WHAT TO WORK ON - Convert every line of the entries below into a JSON array of strings, one string per line, skipping any blank lines.

- - -

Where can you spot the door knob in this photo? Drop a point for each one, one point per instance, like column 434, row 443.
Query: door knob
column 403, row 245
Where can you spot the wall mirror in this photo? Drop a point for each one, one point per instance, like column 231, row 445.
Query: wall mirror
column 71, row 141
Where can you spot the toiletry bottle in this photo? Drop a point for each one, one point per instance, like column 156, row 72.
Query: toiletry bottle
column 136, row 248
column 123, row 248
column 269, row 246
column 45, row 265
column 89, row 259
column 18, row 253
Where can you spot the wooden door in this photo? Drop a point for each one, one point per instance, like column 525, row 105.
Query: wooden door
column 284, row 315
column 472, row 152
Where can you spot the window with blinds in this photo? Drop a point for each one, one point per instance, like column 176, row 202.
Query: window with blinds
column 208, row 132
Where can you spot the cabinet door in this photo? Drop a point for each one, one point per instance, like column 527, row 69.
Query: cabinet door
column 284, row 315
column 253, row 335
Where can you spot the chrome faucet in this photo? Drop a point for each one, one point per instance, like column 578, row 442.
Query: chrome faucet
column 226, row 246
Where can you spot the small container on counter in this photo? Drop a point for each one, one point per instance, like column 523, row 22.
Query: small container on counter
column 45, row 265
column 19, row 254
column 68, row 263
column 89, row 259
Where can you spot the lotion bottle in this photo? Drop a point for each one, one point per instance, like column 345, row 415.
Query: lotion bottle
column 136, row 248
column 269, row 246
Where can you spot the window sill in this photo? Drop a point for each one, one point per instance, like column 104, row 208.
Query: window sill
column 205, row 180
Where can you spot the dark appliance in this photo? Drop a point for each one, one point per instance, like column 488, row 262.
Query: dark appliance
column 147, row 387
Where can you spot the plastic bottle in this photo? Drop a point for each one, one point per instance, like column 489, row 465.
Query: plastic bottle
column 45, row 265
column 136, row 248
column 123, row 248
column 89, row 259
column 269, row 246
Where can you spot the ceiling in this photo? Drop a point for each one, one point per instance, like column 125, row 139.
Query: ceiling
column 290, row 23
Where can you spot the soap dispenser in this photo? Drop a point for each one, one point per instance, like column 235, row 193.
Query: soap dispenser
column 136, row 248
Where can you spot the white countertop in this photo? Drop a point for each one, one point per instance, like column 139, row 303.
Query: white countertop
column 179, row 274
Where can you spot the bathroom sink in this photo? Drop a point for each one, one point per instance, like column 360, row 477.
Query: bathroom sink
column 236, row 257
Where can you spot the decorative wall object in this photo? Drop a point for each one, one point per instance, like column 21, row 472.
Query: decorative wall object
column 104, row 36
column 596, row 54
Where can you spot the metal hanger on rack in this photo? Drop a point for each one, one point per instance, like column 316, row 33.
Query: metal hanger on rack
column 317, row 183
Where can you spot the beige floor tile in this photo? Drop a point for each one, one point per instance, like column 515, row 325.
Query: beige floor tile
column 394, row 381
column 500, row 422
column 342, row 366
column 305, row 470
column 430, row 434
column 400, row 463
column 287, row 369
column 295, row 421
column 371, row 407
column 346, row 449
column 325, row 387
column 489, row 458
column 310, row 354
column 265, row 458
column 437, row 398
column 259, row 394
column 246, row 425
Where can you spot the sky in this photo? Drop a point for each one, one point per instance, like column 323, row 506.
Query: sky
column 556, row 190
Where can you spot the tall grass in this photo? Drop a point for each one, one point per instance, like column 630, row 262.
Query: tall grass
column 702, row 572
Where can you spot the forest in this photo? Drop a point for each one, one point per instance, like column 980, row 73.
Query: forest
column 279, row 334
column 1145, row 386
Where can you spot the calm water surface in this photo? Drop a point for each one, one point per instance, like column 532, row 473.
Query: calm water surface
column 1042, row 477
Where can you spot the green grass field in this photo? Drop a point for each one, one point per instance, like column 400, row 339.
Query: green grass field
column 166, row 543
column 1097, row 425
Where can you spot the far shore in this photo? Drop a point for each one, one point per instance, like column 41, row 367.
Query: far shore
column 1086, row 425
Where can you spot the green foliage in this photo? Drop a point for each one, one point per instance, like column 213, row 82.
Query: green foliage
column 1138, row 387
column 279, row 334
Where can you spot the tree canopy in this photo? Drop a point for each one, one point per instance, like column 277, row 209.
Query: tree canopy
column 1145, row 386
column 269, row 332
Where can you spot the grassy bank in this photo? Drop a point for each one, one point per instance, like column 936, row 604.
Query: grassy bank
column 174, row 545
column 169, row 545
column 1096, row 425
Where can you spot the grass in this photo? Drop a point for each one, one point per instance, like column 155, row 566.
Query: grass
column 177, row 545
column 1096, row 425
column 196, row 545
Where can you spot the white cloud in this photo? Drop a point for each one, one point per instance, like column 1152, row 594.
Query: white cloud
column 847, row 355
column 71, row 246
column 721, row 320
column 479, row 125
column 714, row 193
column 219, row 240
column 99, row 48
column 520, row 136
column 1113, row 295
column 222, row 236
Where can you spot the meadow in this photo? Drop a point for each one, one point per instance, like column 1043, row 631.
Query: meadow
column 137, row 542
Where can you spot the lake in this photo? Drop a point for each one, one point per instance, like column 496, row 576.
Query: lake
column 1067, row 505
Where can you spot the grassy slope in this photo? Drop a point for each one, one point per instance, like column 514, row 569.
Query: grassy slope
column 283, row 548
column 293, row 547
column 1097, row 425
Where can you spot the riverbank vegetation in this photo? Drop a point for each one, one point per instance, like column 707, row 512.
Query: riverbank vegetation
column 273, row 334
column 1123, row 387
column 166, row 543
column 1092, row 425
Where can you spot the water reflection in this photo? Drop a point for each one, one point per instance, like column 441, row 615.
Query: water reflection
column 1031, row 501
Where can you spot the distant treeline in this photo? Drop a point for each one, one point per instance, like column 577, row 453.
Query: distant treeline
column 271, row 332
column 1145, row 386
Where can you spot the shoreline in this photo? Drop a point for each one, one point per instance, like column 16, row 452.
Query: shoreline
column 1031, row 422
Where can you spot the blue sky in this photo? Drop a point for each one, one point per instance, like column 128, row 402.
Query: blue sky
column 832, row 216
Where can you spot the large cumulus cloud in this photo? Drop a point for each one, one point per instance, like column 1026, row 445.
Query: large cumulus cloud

- - -

SOLUTION TO THIS TASK -
[
  "Where can you spot the door knob in this photo? Drop a point for each one, one point per instance, like column 434, row 443.",
  "Query: door knob",
  "column 403, row 245",
  "Where can you spot the wall mirror in this photo? Drop a point for each one, one point per instance, like column 231, row 445.",
  "Query: wall mirror",
  "column 71, row 141",
  "Where can you spot the toiletry bottle in this photo? Drop a point for each one, one point per instance, like column 156, row 72.",
  "Query: toiletry bottle",
  "column 136, row 248",
  "column 123, row 248",
  "column 269, row 246",
  "column 45, row 265",
  "column 89, row 259",
  "column 18, row 253",
  "Where can you spot the wooden door in this photo? Drop a point for each one, one point per instance, like column 525, row 105.",
  "Query: wooden door",
  "column 284, row 315",
  "column 472, row 152",
  "Where can you spot the window with blinds in this photo? Drop a point for each one, one point per instance, like column 176, row 202.",
  "Query: window with blinds",
  "column 208, row 132",
  "Where can you spot the cabinet door in this photo? Drop a point for each one, one point per instance, like column 527, row 69.",
  "Query: cabinet door",
  "column 284, row 315",
  "column 253, row 335",
  "Where can you spot the chrome faucet in this photo? Drop a point for each one, one point per instance, like column 578, row 442.",
  "Query: chrome faucet",
  "column 226, row 246",
  "Where can you spot the small container on counter in this photo? Drop a point for each one, one point per instance, like column 523, row 22.",
  "Query: small container on counter",
  "column 45, row 265",
  "column 19, row 254",
  "column 68, row 263",
  "column 89, row 259",
  "Where can you spot the lotion bottle in this photo? Drop a point for each one, one point per instance, like column 345, row 415.",
  "Query: lotion bottle",
  "column 136, row 248",
  "column 269, row 246",
  "Where can you spot the window sill in this photo? Drop a point for each one, one point per instance, like column 104, row 208.",
  "Query: window sill",
  "column 205, row 180",
  "Where can you spot the dark appliance in this photo? Drop a point for each one, one point per instance, like column 488, row 262.",
  "Query: dark appliance",
  "column 147, row 387",
  "Where can you spot the plastic bottle in this photo? Drop a point for each one, one point per instance, like column 489, row 465.",
  "Query: plastic bottle",
  "column 45, row 265",
  "column 136, row 248",
  "column 123, row 248",
  "column 89, row 259",
  "column 269, row 246",
  "Where can you spot the ceiling in this photo? Drop a point for each one, one point per instance, like column 125, row 139.",
  "Query: ceiling",
  "column 290, row 23",
  "Where can you spot the soap dispenser in this photo? Drop a point for each one, one point per instance, like column 235, row 193.",
  "Query: soap dispenser",
  "column 136, row 248",
  "Where can you spot the white countertop in this photo? Drop a point for each one, one point per instance, like column 139, row 303.",
  "Query: white countertop",
  "column 179, row 274",
  "Where can you spot the bathroom sink in this photo? Drop a point for each one, one point per instance, like column 360, row 477.",
  "Query: bathroom sink",
  "column 236, row 257",
  "Where can you spot the decorative wall object in this photo? Drop a point for each one, one point per instance, like column 21, row 472.",
  "Query: decorative wall object",
  "column 104, row 36",
  "column 596, row 54",
  "Where can you spot the metal hanger on rack in this photo? Drop a point for each one, one point per instance, like column 316, row 33.",
  "Query: metal hanger on rack",
  "column 317, row 183",
  "Where can you spot the beige floor tile in this photo? Drop a point for each one, one point per instance, like column 515, row 325.",
  "Query: beige floor tile",
  "column 394, row 381",
  "column 500, row 422",
  "column 342, row 366",
  "column 305, row 470",
  "column 430, row 434",
  "column 400, row 463",
  "column 287, row 369",
  "column 295, row 421",
  "column 371, row 407",
  "column 346, row 449",
  "column 325, row 387",
  "column 489, row 458",
  "column 310, row 354",
  "column 265, row 458",
  "column 437, row 398",
  "column 259, row 394",
  "column 246, row 425",
  "Where can you spot the sky in this photo? Drop a point for each one, one point per instance, like column 323, row 506.",
  "Query: sky",
  "column 556, row 190",
  "Where can you spot the tall grass in this photo? Drop a point for each one, one point per instance, like column 630, row 262.",
  "Query: tall grass",
  "column 702, row 572",
  "Where can you spot the forest in this photo? Drop a point for each one, one point per instance, like column 980, row 73.",
  "Query: forest",
  "column 279, row 334",
  "column 1145, row 386",
  "Where can you spot the calm water surface in this photo? Drop a point for each one, one point per instance, like column 532, row 473.",
  "Query: calm water surface",
  "column 1042, row 477",
  "Where can you spot the green grass field in this photo? Drop a point for each one, one point per instance, like column 400, row 339.",
  "Query: green grass field",
  "column 166, row 543",
  "column 1097, row 425",
  "Where can you spot the far shore in this photo? Drop a point for each one, one point per instance, like column 41, row 367.",
  "Query: far shore",
  "column 1086, row 425",
  "Where can you spot the green foliage in this photo? Drop a point for each one, one point per instance, like column 213, row 82.",
  "Query: green foliage",
  "column 1138, row 387",
  "column 279, row 334",
  "Where can you spot the tree canopy in this photo? Drop a point for each one, one point per instance, like column 277, row 209.",
  "Query: tree canopy",
  "column 1145, row 386",
  "column 269, row 332",
  "Where can you spot the grassy bank in this photo? Drop a point for each one, one point per instance, like column 936, row 604.",
  "Query: grassy bank",
  "column 174, row 545",
  "column 169, row 545",
  "column 1096, row 425",
  "Where can you spot the grass in this photo? Drop a point for each one, one point per instance, like column 155, row 566.",
  "Query: grass",
  "column 177, row 545",
  "column 1096, row 425",
  "column 196, row 545",
  "Where can you spot the white cloud in this photo? Drop a point for each one, one point per instance, like column 1152, row 594.",
  "Query: white cloud",
  "column 847, row 355",
  "column 71, row 246",
  "column 721, row 320",
  "column 479, row 125",
  "column 714, row 193",
  "column 219, row 240",
  "column 99, row 48",
  "column 520, row 136",
  "column 1113, row 295",
  "column 222, row 236",
  "Where can you spot the meadow in this photo? Drop a point for each one, one point per instance, like column 1043, row 631.",
  "Query: meadow",
  "column 137, row 542",
  "Where can you spot the lake in this photo? Drop a point for each one, one point per instance, like column 496, row 576.",
  "Query: lake",
  "column 1067, row 505",
  "Where can you spot the grassy slope in this photo? Drop a point for each one, one point per instance, like column 514, row 569.",
  "Query: grassy slope",
  "column 283, row 548",
  "column 293, row 547",
  "column 1097, row 425",
  "Where can you spot the riverbank vegetation in this photo? Drop a point for each one, one point per instance, like column 707, row 512.",
  "Query: riverbank vegetation",
  "column 273, row 334",
  "column 1123, row 387",
  "column 166, row 543",
  "column 1092, row 425",
  "Where can you spot the water reflection in this photo? Drop a point for each one, one point per instance, like column 441, row 615.",
  "Query: water reflection",
  "column 1031, row 501",
  "Where can you spot the distant treeline in this photo? Drop a point for each one, one point per instance, like column 577, row 453.",
  "Query: distant treeline",
  "column 271, row 332",
  "column 1145, row 386",
  "Where can you spot the shoreline in this photo? Drop a point for each one, one point per instance, like column 16, row 452.",
  "Query: shoreline",
  "column 1031, row 422",
  "Where can you spot the blue sky in this photo? Drop a point for each one, one point per instance, like column 128, row 402.",
  "Query: blue sky",
  "column 832, row 216",
  "Where can you spot the large cumulus cloud in this photo? Drop a point for each one, one point per instance, like column 1026, row 445.",
  "Query: large cumulus cloud"
]